***** Fragmento seleccionado *****

¿Georgia,
la pequeña y valiente?
Por
Mark Almond (*)
CounterPunch,
09/08/08
Tlaxcala, 11/08/08
Traducido por Ángel Ferrero
Para mucha
gente, en la imagen de los tanques rusos recorriendo la
frontera este mes de agosto resuenan los ecos siniestros de
Praga en 1968. El reflejo instintivo hacia los esquemas de
la Guerra Fría es algo normal, pero dos décadas después
de la retirada soviética de aquellos bastiones resulta engañoso.
No todos los desarrollos en la antigua Unión Soviética son
una reproducción de lo ocurrido en la Unión Soviética.
El
enfrentamiento entre Rusia y Georgia por Osetia del Sur,
cuya escalada empezó dramáticamente ayer, tiene más en
común con la Guerra de las Malvinas de 1982 que con la
Guerra Fría. Cuando la Junta Militar argentina se regodeaba
por el apoyo popular a su reconquista sangrienta de Las
Malvinas, Henry Kissinger anticipó la inesperada respuesta
militar británica con el comentario de que “ninguna gran
potencia se retira para siempre.” Quizás Rusia haya
frenado la larga marcha de repliegue hacia Moscú que comenzó
con Gorbachev.
En los
ochenta, mientras menguaba la URSS, el Ejército Rojo se
retiró de los países de Europa del este para los cuales su
presencia suponía la protección de los impopulares regímenes
comunistas. Esta retirada prosiguió con las nuevas repúblicas
nacidas de la difunta Unión Soviética y con la presidencia
de Putin, bajo la presidencia del cual las tropas rusas
fueron evacuadas incluso de las bases militares en el país.

***** Información mostrada *****

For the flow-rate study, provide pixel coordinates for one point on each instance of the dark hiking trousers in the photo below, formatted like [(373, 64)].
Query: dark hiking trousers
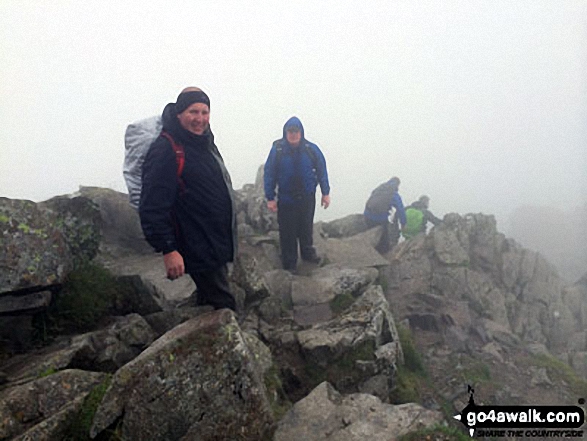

*****

Problemas a resolver
**A.** Enumera a todas las personas nombradas en el artículo sobre el conflicto entre Rusia y Georgia. Incluye al autor y al traductor.
**B.** Prosigue el artículo sobre el conflicto entre Rusia y Georgia a partir de su última oración.

Resultados esperados
**A.** Mark Almond, Ángel Ferrero, Henry Kissinger, Gorbachev y Putin.

**B.**
Para muchos
rusos este vasto repliegue geopolítico de zonas que fueron
parte de Rusia, incluso mucho antes de la llegada del
comunismo, no trajo consigo ninguna mejora en sus relaciones
con occidente. Cuanto más retiraba sus garras Rusia de
otros territorios, más acusaban Washington y sus aliados al
Kremlin de ambiciones imperialistas.
A
diferencia de Europa del este, por ejemplo, las tropas rusas
son populares en los hoy secesionistas estados de Abjazia y
Osetia del Sur. El retrato de Vladimir Putin se encuentra
colgado en más paredes que el del presidente de Osetia del
Sur, el antiguo campeón soviético de lucha libre Eduard
Kokoity. A los rusos se les ve como protectores contra una
posible repetición de las limpiezas étnicas llevadas a
cabo por los georgianos.
En 1992
occidente respaldó los intentos de Eduard Shevardnadze de
reafirmar el control georgiano sobre estas regiones. La
guerra del presidente georgiano fue un desastre para su nación.
Dejó a 300.000 o más refugiados “expulsados” de las
regiones rebeldes, pero fue el saqueo de las tropas
georgianas lo que resulta más difícil de borrar de la
memoria de osetios y abjazos.
Los
georgianos han alimentado esta humillación desde entonces.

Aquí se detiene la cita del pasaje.